--- Excerpted data ---

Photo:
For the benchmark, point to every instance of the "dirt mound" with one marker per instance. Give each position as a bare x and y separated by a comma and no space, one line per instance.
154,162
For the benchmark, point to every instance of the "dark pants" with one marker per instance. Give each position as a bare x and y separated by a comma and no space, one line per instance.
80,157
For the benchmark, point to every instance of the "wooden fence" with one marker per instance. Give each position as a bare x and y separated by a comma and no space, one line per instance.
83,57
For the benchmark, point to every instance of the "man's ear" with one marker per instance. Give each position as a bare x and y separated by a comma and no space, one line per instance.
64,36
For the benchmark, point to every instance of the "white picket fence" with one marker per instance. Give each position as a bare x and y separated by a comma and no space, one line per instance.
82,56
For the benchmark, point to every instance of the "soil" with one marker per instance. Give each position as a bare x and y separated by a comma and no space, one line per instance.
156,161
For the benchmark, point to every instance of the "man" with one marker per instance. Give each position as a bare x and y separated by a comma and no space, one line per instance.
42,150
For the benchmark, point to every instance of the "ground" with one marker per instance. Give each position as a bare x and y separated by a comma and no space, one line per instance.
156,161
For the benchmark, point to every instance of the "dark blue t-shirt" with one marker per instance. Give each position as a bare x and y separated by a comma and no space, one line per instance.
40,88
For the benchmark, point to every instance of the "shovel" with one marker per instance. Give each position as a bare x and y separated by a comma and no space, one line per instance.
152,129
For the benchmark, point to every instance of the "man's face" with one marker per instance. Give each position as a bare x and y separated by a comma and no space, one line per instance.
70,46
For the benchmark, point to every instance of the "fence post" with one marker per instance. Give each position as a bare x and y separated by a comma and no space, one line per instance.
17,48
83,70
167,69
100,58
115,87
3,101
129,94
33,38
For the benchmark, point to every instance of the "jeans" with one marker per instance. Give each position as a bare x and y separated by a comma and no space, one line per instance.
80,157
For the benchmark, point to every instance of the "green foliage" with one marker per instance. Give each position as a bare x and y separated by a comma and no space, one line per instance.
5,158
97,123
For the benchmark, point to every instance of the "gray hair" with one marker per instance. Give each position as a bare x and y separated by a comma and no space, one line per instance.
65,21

---

**What to produce:** Print all of the entries again, exactly as written.

**Task answer:**
Photo:
For the benchmark, point to every instance of the "dirt mound" with one marker per instance. Give each position as a bare x and y separated by a comma and no space, one line per instance.
154,162
For the benchmark, point to every instance of the "dark pants" with one marker per instance. Give each position as a bare x and y separated by a comma and no space, one line per instance.
80,157
For the benchmark, point to every instance of the "wooden fence" with one marker per instance. Give each position as a bare x and y separated by a comma and no space, one line per instance.
83,57
For the benchmark, point to every instance of the "man's ear" with one marker per instance. Give each position as a bare x and y separated by a comma and no space, one line per instance.
64,36
For the benchmark, point to every instance of the "white picket fence" with one marker per instance. Give each position as a bare x and y separated by a comma and no space, one line per instance.
82,56
For the benchmark, point to every instance of the "soil" with one marker per instance. Give each position as a bare x and y separated by a comma and no space, one line per instance.
156,161
For the benchmark, point to every instance of the "man" with one marker per instance. Give each position as a bare x and y separated by a comma and no space, one line per instance.
42,150
For the benchmark, point to every instance of the "ground" with one marker per instance. Give each position as a bare x and y separated by a comma and no space, one line per instance.
156,161
For the benchmark, point to every instance of the "dark blue t-shirt" with one marker per instance. Give each position as a bare x and y separated by a comma and no space, one line per instance.
40,88
For the benchmark, point to every instance of the "shovel" with one marker per instance. Give each position as a bare x and y separated by a comma and no space, one line per instance.
152,129
For the benchmark, point to every instance of the "man's face" with one marker per instance. Give each position as a bare x and y separated by a comma and no space, one line per instance.
70,46
For the benchmark, point to every instance of the "fence post" with one marker per instance. Give each position as a bare x and y separated by a comma and no space, one line per instance.
17,48
83,70
167,69
100,58
115,87
3,101
129,94
33,38
For the benchmark, point to every instance of the "jeans" with one marker per instance. Give each position as a bare x and y separated by a comma and no space, one line per instance.
80,157
For the benchmark, point to every instance of the "green foliage" with one marker per instance. Give each position as a bare x and y separated by a comma and no space, one line per instance.
5,158
97,123
For the benchmark, point to every instance of the "gray hair" with one marker per instance. Give each position as a bare x and y separated by a comma and no space, one line per instance.
65,21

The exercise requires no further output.